Texto de origen:

*****

Pero los conejos son más
fáciles de manipular que los humanos, como muy pronto descubrió Cutler. Por una
parte, pocos reclusos terminaban infectados, a pesar de que las visitas de las
prostitutas se multiplicaban. Por
otra, las mujeres tampoco se dejaban controlar. «Desafortunadamente, una
de nuestras 'donantes femeninas' deja la profesión porque se va a casar y ya no
está a nuestra disposición», se lamentaba un investigador.
Los presidiarios también
se resistieron. En un memorando se lee: «Los reclusos son en su mayoría
analfabetos y supersticiosos. Creen que los análisis de sangre los debilitan,
incluso si se les dan pastillas de hierro y suplementos vitamínicos; en sus
mentes no hay conexión entre la pérdida de un tubo grande de sangre y los posibles
beneficios de una pequeña píldora». Como los análisis de sangre resultaban,
además, poco fiables, se consiguió la cooperación del Gobiemo de Guatemala para
utilizar a 438 niños de un orfanato en un experimento para mejorar la
fiabilidad de las pruebas. En este
caso, no se les inoculó la sífilis.
La creciente resistencia
de los presos y las dificultades para manejarlos hicieron pensar a los
investigadores que los estudios en serología se podrían realizar mejor en otra
parte. Y eligieron el único manicomio de Guatemala. Allí no era posible
introducir prostitutas o convencer a los internos, así que Cutler se decantó
por la inoculación directa. La mejor manera de conseguir la cooperación de las
autoridades guatemaltecas era ofreciéndoles suministros: fármacos contra la
malaria y anticonvulsivos, pues gran parte de la población en e! centro psiquiátrico
era epiléptica. También les llevaron un frigorífico, un proyector de películas,
tazas, platos y tenedores. A los sujetos del experimento se los sobornaba con
cigarrillos: un paquete por inoculación y un pitillo por observación clínica.
El engaño era total. En
una carta a un superior, Cutler admitía que no contaban a la gente que el
inóculo contenía la bacteria de la sífilis. «Como te puedes imaginar,
contenemos la respiración. Lo que contamos a los pacientes es que el tratamiento
es un nuevo suero derivado de la penicilina. Estoy a la que salta todo el
tiempo con tanto disimulo.» Hacer un seguimiento a los cientos de sujetos
inoculados (696, en total) resultó muy complicado, especialmente en el
manicomio, donde a veces ni los pacientes se acordaban de sus nombres. Eliese,
la esposa de Cutler, lo ayudaba con el papeleo y fotografió a los ‘pacientes'.

*****

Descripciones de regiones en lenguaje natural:
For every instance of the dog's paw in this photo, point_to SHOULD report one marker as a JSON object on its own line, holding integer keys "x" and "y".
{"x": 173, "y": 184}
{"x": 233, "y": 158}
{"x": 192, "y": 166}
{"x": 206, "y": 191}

*****

Tareas del ejercicio:
1. Según el texto sobre los experimentos de Cutler, ¿cuántos niños de un orfanato se utilizaron para mejorar la fiabilidad de las pruebas?
2. Resume en dos oraciones el texto sobre los experimentos de Cutler.
3. Explica en una o dos oraciones por qué, según el texto sobre los experimentos de Cutler, se recurrió a la inoculación directa en el manicomio.
Las filas no son necesarias para resolver estas tareas.

Soluciones propuestas:
1. Se utilizaron 438 niños.

2. En la prisión, los investigadores tuvieron dificultades porque pocos reclusos terminaban infectados, las mujeres no se dejaban controlar y los presos se resistían a los análisis de sangre. Por eso trasladaron los estudios al único manicomio de Guatemala, donde inocularon directamente la sífilis sin decírselo a los pacientes, obtuvieron la cooperación de las autoridades con suministros y sobornaron a los sujetos con cigarrillos.

3. Cutler se decantó por la inoculación directa porque en el manicomio no era posible introducir prostitutas ni convencer a los internos.